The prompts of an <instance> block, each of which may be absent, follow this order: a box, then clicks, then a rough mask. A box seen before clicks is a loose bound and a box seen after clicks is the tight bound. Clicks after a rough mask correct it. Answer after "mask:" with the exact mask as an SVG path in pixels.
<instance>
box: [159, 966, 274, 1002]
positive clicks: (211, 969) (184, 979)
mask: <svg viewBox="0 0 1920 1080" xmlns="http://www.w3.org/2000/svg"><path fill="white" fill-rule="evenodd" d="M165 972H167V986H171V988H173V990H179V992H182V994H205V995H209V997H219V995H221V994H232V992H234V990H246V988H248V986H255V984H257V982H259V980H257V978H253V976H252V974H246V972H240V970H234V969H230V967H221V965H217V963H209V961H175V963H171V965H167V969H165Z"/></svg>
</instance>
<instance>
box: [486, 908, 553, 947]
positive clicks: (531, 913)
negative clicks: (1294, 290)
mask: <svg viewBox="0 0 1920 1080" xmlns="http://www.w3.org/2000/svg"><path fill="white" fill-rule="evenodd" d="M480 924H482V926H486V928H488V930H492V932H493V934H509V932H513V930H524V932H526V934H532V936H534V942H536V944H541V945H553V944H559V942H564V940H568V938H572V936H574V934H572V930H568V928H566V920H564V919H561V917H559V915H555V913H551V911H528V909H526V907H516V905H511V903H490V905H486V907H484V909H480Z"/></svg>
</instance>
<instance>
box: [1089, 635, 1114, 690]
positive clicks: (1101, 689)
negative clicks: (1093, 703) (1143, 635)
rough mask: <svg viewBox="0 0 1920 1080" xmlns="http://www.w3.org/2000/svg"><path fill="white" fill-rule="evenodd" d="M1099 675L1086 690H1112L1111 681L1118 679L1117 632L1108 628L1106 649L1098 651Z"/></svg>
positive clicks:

- EXERCISE DESCRIPTION: Which lines above contain the word "negative"? Copy each of them in full.

- ANSWER SPACE:
negative clicks: (1294, 290)
negative clicks: (1093, 703) (1143, 635)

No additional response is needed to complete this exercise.